[Segmentation mask data]
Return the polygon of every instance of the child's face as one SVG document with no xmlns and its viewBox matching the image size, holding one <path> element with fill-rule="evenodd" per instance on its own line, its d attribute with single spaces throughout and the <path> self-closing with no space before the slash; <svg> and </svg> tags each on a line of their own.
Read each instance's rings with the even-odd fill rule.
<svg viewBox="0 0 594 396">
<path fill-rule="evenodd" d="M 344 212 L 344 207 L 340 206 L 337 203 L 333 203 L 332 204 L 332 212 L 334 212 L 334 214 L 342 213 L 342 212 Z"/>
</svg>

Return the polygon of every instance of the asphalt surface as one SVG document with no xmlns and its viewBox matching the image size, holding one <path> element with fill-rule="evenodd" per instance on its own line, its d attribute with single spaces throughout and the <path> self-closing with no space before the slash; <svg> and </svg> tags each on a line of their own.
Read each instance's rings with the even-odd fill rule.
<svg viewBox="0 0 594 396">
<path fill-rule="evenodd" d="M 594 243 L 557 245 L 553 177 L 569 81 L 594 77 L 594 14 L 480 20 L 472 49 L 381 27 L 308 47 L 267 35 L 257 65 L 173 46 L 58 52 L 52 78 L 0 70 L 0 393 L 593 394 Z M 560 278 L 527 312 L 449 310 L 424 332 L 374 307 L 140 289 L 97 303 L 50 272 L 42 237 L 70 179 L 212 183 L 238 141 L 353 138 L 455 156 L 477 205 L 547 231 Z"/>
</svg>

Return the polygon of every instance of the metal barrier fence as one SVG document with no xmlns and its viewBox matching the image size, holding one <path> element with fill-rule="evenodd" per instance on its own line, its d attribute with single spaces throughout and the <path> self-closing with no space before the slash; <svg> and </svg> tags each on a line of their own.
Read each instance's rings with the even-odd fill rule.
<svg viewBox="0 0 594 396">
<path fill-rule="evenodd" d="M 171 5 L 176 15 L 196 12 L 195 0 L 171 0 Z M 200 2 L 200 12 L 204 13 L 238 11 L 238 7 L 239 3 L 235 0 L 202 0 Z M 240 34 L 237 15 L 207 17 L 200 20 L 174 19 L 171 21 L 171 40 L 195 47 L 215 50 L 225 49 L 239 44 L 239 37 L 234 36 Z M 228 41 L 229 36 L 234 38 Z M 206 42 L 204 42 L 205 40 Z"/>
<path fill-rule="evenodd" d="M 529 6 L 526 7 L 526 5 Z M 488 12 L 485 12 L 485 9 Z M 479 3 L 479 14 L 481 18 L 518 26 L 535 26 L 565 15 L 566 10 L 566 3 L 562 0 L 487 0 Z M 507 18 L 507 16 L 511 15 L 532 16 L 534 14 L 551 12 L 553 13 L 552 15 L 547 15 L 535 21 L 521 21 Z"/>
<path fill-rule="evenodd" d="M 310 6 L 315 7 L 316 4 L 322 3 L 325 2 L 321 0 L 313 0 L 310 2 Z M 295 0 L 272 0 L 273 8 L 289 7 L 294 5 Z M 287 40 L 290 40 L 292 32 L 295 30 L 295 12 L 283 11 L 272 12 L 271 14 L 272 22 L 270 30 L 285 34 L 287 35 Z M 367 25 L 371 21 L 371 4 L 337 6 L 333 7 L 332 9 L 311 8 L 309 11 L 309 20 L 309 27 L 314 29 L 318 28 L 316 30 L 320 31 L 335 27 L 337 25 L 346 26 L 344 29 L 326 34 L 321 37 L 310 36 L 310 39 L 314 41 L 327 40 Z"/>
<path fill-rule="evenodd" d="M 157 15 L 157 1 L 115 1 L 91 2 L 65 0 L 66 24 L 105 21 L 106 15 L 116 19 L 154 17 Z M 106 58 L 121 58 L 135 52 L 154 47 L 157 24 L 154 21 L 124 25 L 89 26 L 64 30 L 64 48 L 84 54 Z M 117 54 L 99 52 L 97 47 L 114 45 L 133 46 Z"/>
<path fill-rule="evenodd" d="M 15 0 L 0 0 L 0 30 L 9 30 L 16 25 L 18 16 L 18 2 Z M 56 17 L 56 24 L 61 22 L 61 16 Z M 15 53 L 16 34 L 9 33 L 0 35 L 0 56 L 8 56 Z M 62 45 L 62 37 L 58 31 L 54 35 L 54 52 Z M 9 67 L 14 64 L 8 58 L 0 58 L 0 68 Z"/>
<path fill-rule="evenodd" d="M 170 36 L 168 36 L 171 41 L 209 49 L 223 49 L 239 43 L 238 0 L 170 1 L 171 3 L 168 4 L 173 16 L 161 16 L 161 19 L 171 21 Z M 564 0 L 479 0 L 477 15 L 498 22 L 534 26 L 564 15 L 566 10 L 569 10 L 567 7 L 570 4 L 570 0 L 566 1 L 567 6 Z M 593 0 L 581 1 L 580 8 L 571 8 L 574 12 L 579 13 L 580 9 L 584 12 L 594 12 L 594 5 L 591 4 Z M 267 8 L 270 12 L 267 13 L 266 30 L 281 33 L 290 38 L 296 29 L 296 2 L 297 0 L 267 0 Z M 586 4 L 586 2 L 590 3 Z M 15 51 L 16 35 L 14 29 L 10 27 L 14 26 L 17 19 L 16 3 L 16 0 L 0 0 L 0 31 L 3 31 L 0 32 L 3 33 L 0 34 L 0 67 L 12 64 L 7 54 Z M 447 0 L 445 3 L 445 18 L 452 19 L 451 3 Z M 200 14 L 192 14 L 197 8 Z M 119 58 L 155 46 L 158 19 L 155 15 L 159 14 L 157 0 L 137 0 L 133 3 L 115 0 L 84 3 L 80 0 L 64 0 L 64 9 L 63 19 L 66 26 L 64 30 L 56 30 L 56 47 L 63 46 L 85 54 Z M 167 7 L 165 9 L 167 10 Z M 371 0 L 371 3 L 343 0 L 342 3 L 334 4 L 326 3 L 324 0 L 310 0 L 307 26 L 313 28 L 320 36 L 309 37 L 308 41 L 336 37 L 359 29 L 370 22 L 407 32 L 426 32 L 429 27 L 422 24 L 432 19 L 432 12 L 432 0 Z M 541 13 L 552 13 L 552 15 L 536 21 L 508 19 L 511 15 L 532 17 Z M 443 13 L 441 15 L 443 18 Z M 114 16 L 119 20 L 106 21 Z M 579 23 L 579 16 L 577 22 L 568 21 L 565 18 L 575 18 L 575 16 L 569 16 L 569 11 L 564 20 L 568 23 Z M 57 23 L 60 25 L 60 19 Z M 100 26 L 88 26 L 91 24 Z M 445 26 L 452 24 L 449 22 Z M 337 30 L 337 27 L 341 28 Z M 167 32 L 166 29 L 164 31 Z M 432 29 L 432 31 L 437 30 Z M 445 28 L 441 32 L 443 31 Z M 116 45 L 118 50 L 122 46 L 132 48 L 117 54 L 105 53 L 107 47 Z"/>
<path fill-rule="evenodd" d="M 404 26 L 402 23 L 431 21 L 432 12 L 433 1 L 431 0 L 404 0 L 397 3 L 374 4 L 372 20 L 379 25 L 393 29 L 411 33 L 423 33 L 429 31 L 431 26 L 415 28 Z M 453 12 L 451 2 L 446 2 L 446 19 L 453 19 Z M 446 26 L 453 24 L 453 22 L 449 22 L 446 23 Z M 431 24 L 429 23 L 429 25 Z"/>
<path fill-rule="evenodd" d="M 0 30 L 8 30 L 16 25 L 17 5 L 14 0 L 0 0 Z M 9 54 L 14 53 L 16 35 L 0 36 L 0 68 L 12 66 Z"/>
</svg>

*Task requirements*
Only the lines above that include the word "tags" belong in the answer; copy each one.

*Answer to this exercise*
Return the polygon of every instance of the child's face as one SVG document with no xmlns and its viewBox matching the image size, holding one <path> element with fill-rule="evenodd" per instance on its own line, its d attribute with single spaces throughout and the <path> self-closing with no space before the slash; <svg> and </svg> tags each on a line of their own.
Return the polygon of every instance of the asphalt surface as one SVG document with no xmlns and its viewBox matching the image size, holding one <path> element with fill-rule="evenodd" per instance on its own line, its d attribute with single spaces throughout and the <path> self-closing with no space before the slash; <svg> and </svg> tags each on a line of their own.
Return the polygon of every instance of the metal barrier fence as one SVG document with no xmlns and its viewBox matching the image size, holding one <path> element with fill-rule="evenodd" per instance on its own line, its d attribute with single spaces throughout and the <path> self-closing with no space before the slash; <svg> and </svg> tags each on a line of their own.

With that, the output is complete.